### PROBLEM 1
Show every line of the listing that contains the string "instance".

We are still looking for a home for Baxter. We have not received any applications or inquiries from the ones we were told were out there looking. Please everyone keep Baxter in ming-he is a great dog that needs a home.


----------



## eadavis (Nov 11, 2007)

*Re: Baxter, Princeton WV Male GS*

Please don't forget about Baxter.


----------



## eadavis (Nov 11, 2007)

*Re: Baxter, Princeton WV Male GS*

Baxter still needs help of course. Any exposure we can get for him would be great. We were of the understanding several people had applicants interested in a young male and we have not received any so we are of course, concerned for Baxter. Thanks everyone for trying to help him--he is very, very sweet.


----------



## Borrelli21 (Oct 16, 2007)

*Re: Baxter, Princeton WV Male GS*

Do you have any current pictures of him? The only one on this thread I am sure does not show off his beauty and charm!


----------



## eadavis (Nov 11, 2007)

*Re: Baxter, Princeton WV Male GS*

He is gorgeous. I have asked Donna to get new pictures so they can be posted. He is such a nice boy and we really want to find a home for him.


----------



## eadavis (Nov 11, 2007)

*Re: Baxter, Princeton WV Male GS*

Have to keep this boy close to the top. Here is his petfinder link with new pictures:

http://www.petfinder.com/petnote/displaypet.cgi?petid=12297877


----------



## marksmom3 (Dec 17, 2007)

*Re: Baxter, Princeton WV Male GS*

You can see how cute Baxter really is in his new pictures.


----------



## eadavis (Nov 11, 2007)

*Re: Baxter, Princeton WV Male GS*

Thanks J Marks-I technologically impaired-Baxter is very sweet and gets along well with other dogs.


----------



## Borrelli21 (Oct 16, 2007)

*Re: Baxter, Princeton WV Male GS*

He is SO adorable with those big ears- I cannot believe he is still there!


----------



## eadavis (Nov 11, 2007)

*Re: Baxter, Princeton WV Male GS*

We can't either Wendy. He is so cute and has a great personality.


----------



## brt (Sep 16, 2008)

*Re: Baxter, Princeton WV Male GS*

Love the new picture. Baxter is adorable and needs


----------



## eadavis (Nov 11, 2007)

### DATA EXCERPTS
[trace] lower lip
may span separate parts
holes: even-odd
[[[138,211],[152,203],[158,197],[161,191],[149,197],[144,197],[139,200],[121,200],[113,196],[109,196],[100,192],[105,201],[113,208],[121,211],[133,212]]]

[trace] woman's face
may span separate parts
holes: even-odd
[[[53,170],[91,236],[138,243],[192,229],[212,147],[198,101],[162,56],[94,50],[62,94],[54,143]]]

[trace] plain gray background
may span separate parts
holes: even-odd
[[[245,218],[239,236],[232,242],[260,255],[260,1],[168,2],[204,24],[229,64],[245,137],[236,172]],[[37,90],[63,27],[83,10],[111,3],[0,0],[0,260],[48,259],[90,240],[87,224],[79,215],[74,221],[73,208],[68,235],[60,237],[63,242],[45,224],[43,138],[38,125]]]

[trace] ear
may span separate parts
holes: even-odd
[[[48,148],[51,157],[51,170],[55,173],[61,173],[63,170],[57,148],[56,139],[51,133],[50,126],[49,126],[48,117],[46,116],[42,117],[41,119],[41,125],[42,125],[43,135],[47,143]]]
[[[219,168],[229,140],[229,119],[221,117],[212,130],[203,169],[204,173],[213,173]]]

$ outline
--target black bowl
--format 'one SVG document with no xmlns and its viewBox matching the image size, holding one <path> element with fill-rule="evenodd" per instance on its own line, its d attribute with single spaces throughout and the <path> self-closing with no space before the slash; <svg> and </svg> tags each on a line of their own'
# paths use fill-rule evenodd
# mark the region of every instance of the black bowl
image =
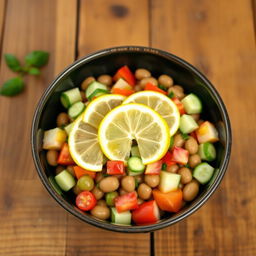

### PROBLEM 2
In the forum thread about Baxter, who was asked to get new pictures of him?

### WRITTEN ANSWER 1
--format 'one SVG document with no xmlns and its viewBox matching the image size, holding one <path> element with fill-rule="evenodd" per instance on its own line, its d attribute with single spaces throughout and the <path> self-closing with no space before the slash; <svg> and </svg> tags each on a line of their own'
# mark the region of every instance of the black bowl

### WRITTEN ANSWER 2
Donna